§ **Problem statement**: Please transcribe the data below in full. Omit any picture you find in it.

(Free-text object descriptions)

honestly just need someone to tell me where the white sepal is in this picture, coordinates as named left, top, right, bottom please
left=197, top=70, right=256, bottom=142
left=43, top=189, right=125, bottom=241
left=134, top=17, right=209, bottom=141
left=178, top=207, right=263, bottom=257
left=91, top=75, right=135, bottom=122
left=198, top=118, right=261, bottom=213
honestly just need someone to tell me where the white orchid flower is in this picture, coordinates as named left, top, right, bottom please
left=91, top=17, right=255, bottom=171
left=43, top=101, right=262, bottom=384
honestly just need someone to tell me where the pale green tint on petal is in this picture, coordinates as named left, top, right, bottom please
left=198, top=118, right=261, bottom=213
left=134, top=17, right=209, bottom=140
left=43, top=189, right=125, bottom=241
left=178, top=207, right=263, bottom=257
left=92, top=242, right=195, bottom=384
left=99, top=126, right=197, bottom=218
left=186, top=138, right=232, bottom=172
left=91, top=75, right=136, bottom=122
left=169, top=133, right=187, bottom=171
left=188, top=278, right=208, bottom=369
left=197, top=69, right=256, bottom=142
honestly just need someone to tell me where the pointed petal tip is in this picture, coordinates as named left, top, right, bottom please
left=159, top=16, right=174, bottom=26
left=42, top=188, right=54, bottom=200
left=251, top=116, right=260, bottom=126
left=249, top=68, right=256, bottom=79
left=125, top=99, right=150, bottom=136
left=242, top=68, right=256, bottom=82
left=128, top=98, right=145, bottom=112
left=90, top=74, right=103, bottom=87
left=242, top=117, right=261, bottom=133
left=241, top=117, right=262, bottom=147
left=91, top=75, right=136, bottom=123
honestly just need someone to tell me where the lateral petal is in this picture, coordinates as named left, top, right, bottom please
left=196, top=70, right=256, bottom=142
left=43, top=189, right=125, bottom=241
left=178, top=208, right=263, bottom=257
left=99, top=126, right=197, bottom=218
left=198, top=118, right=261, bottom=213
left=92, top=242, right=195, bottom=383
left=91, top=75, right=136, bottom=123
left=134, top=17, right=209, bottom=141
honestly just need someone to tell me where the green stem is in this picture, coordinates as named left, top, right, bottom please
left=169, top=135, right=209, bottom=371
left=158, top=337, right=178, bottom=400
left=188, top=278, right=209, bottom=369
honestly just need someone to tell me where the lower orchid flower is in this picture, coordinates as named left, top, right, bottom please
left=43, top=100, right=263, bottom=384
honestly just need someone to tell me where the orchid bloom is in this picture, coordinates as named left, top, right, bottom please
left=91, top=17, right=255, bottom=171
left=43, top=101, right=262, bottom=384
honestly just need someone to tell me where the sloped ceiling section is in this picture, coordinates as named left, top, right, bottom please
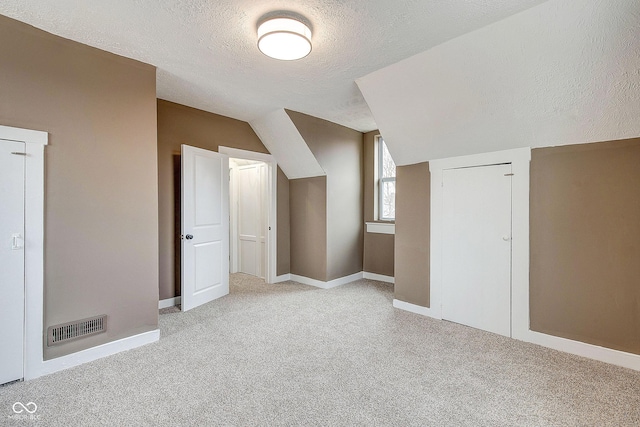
left=356, top=0, right=640, bottom=166
left=250, top=109, right=325, bottom=179
left=0, top=0, right=550, bottom=133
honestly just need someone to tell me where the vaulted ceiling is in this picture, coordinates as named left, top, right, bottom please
left=0, top=0, right=549, bottom=132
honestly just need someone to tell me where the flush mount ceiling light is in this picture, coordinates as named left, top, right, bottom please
left=257, top=17, right=312, bottom=61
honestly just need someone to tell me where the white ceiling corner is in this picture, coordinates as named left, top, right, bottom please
left=249, top=109, right=325, bottom=179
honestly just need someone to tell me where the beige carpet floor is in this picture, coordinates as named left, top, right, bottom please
left=1, top=273, right=639, bottom=426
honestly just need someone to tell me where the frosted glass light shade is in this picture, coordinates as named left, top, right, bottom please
left=257, top=17, right=312, bottom=60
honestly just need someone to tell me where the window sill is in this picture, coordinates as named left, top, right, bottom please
left=366, top=222, right=395, bottom=235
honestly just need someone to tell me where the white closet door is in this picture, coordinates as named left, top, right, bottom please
left=442, top=164, right=512, bottom=337
left=0, top=140, right=25, bottom=384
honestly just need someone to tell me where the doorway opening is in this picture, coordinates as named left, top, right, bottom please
left=174, top=145, right=278, bottom=312
left=219, top=146, right=277, bottom=285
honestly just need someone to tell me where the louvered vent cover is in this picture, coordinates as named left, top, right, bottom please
left=47, top=315, right=107, bottom=346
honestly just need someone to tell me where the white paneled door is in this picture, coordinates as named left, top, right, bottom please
left=237, top=163, right=267, bottom=279
left=0, top=140, right=25, bottom=384
left=442, top=164, right=512, bottom=337
left=181, top=145, right=229, bottom=312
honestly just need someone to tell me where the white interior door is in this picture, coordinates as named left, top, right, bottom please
left=238, top=165, right=260, bottom=277
left=236, top=163, right=267, bottom=279
left=181, top=145, right=229, bottom=312
left=442, top=164, right=512, bottom=337
left=0, top=140, right=25, bottom=384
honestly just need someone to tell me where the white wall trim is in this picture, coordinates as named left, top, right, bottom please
left=429, top=147, right=531, bottom=340
left=274, top=274, right=291, bottom=283
left=290, top=272, right=364, bottom=289
left=159, top=297, right=181, bottom=309
left=0, top=125, right=48, bottom=145
left=219, top=146, right=275, bottom=164
left=363, top=272, right=395, bottom=283
left=28, top=330, right=160, bottom=380
left=393, top=298, right=640, bottom=371
left=219, top=146, right=278, bottom=284
left=524, top=330, right=640, bottom=372
left=365, top=222, right=395, bottom=235
left=393, top=299, right=441, bottom=319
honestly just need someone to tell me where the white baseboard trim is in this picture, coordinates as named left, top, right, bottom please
left=273, top=274, right=291, bottom=283
left=290, top=272, right=364, bottom=289
left=30, top=329, right=160, bottom=380
left=159, top=297, right=181, bottom=309
left=363, top=272, right=395, bottom=283
left=524, top=330, right=640, bottom=372
left=393, top=299, right=441, bottom=320
left=392, top=298, right=640, bottom=372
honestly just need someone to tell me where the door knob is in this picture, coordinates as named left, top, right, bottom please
left=185, top=234, right=194, bottom=240
left=502, top=235, right=511, bottom=241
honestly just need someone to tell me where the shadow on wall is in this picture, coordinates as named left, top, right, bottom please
left=173, top=153, right=181, bottom=296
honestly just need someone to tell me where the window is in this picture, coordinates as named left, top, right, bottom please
left=378, top=136, right=396, bottom=221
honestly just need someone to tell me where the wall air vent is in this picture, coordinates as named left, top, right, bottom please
left=47, top=315, right=107, bottom=346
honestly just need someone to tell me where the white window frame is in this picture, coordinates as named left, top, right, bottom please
left=377, top=136, right=396, bottom=221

§ **Output of the task**:
honestly just need someone to tell me where the white sepal is in this picture, coordinates as named left, top, right, bottom please
left=197, top=70, right=256, bottom=142
left=43, top=189, right=125, bottom=241
left=134, top=17, right=209, bottom=141
left=178, top=207, right=263, bottom=257
left=91, top=75, right=135, bottom=122
left=198, top=118, right=261, bottom=213
honestly just need someone to tell me where the white orchid flower is in this picture, coordinates as named left, top, right, bottom please
left=91, top=17, right=255, bottom=171
left=43, top=101, right=262, bottom=384
honestly just need someone to tell me where the pale green tint on petal is in this picture, coordinates as named left, top, right, bottom please
left=198, top=118, right=261, bottom=213
left=134, top=17, right=209, bottom=140
left=43, top=189, right=125, bottom=241
left=178, top=207, right=263, bottom=257
left=92, top=242, right=195, bottom=384
left=99, top=126, right=197, bottom=218
left=186, top=138, right=232, bottom=172
left=91, top=75, right=136, bottom=122
left=169, top=133, right=187, bottom=171
left=188, top=278, right=208, bottom=369
left=197, top=69, right=256, bottom=142
honestly just need someone to tell me where the pointed petal tip is in this picture, coordinates as named left, top, right, bottom please
left=159, top=16, right=174, bottom=26
left=42, top=188, right=54, bottom=200
left=251, top=116, right=260, bottom=126
left=249, top=68, right=256, bottom=79
left=125, top=99, right=150, bottom=136
left=242, top=68, right=256, bottom=82
left=128, top=98, right=145, bottom=112
left=90, top=74, right=103, bottom=87
left=242, top=117, right=261, bottom=133
left=241, top=117, right=262, bottom=147
left=91, top=75, right=136, bottom=123
honestly just need someone to tell me where the lateral petal is in this picture, coordinates as named left, top, right, bottom please
left=196, top=70, right=256, bottom=142
left=43, top=189, right=125, bottom=241
left=178, top=208, right=263, bottom=257
left=99, top=126, right=197, bottom=218
left=198, top=118, right=261, bottom=213
left=92, top=242, right=195, bottom=383
left=91, top=75, right=136, bottom=123
left=134, top=17, right=209, bottom=141
honestly just need someone to tell me where the green stem is in this picture, coordinates as named left, top, right, bottom please
left=169, top=135, right=209, bottom=371
left=158, top=337, right=178, bottom=400
left=188, top=278, right=209, bottom=369
honestly just need someone to tell me where the lower orchid flower is in this picture, coordinates as named left, top, right, bottom please
left=43, top=100, right=263, bottom=384
honestly just need someone to tell me where the orchid bloom is in this picture, coordinates as named left, top, right, bottom please
left=91, top=17, right=255, bottom=171
left=43, top=101, right=262, bottom=384
honestly just need someone to tell me where the sloped ceiling section is in this picture, coordinates as named left, top, right, bottom please
left=356, top=0, right=640, bottom=166
left=250, top=109, right=325, bottom=179
left=0, top=0, right=550, bottom=133
honestly just need someone to tell me where the vaulted ceiling is in this picture, coordinates as named left, top, right, bottom please
left=0, top=0, right=549, bottom=132
honestly just need someone to tell me where the flush mount ceiling light is in this picture, coordinates as named left, top, right, bottom please
left=257, top=17, right=312, bottom=61
honestly just need someone to tell me where the white ceiling corner is in this picture, coordinates as named left, top, right, bottom please
left=249, top=109, right=325, bottom=179
honestly just need someone to tell me where the beige carpet floor is in this picture, coordinates as named left, top, right, bottom please
left=1, top=273, right=639, bottom=426
honestly just need someone to tell me where the frosted glass light shade is in this picture, coordinates as named left, top, right, bottom please
left=257, top=17, right=312, bottom=60
honestly just need someone to tell me where the window sill is in this picture, coordinates as named left, top, right, bottom please
left=366, top=222, right=395, bottom=235
honestly just need someone to tell me where the white closet door is in this picture, coordinates as named left, top, right, bottom please
left=442, top=164, right=512, bottom=337
left=0, top=140, right=25, bottom=384
honestly just need someone to tell me where the doorway opening is in this picture, coordinates as named left, top, right, bottom please
left=174, top=145, right=278, bottom=312
left=219, top=146, right=277, bottom=285
honestly just need someone to tell me where the louvered vent cover is in this picture, coordinates as named left, top, right, bottom please
left=47, top=315, right=107, bottom=346
honestly just need someone to tell me where the white paneled door is in this picture, coordinates as named left, top, right, bottom please
left=237, top=163, right=267, bottom=279
left=0, top=140, right=25, bottom=384
left=442, top=164, right=512, bottom=337
left=181, top=145, right=229, bottom=312
honestly just need someone to tell me where the white interior door is in this picture, coordinates as named left, top, right, bottom please
left=238, top=165, right=260, bottom=277
left=236, top=163, right=267, bottom=279
left=181, top=145, right=229, bottom=312
left=442, top=164, right=512, bottom=337
left=0, top=140, right=25, bottom=384
honestly just need someone to tell me where the white wall trim is in this picture, coordinates as named left, top, right, bottom please
left=429, top=147, right=531, bottom=340
left=274, top=274, right=291, bottom=283
left=290, top=272, right=364, bottom=289
left=159, top=297, right=181, bottom=309
left=0, top=125, right=48, bottom=145
left=219, top=146, right=275, bottom=164
left=363, top=272, right=395, bottom=283
left=28, top=330, right=160, bottom=380
left=393, top=298, right=640, bottom=371
left=219, top=146, right=278, bottom=284
left=524, top=330, right=640, bottom=372
left=365, top=222, right=395, bottom=235
left=393, top=299, right=441, bottom=319
honestly just need someone to tell me where the white baseboard trim is in this picture, coordinates as named left, top, right, bottom please
left=273, top=274, right=291, bottom=283
left=290, top=272, right=364, bottom=289
left=30, top=329, right=160, bottom=380
left=159, top=297, right=181, bottom=309
left=363, top=272, right=395, bottom=283
left=524, top=330, right=640, bottom=372
left=393, top=299, right=441, bottom=320
left=392, top=298, right=640, bottom=372
honestly just need someone to tell me where the door knob is in this picture, coordinates as named left, top, right, bottom please
left=185, top=234, right=194, bottom=240
left=502, top=235, right=511, bottom=241
honestly just need someone to tell me where the shadow on wall is in this picture, coordinates as named left, top, right, bottom please
left=173, top=153, right=181, bottom=296
honestly just need someone to tell me where the window is in this picture, coordinates as named left, top, right, bottom please
left=378, top=136, right=396, bottom=221
honestly just need someone to tell me where the wall air vent is in this picture, coordinates as named left, top, right, bottom please
left=47, top=315, right=107, bottom=346
honestly just need someone to tell me where the white window frame is in this picture, coordinates as named left, top, right, bottom please
left=377, top=136, right=396, bottom=221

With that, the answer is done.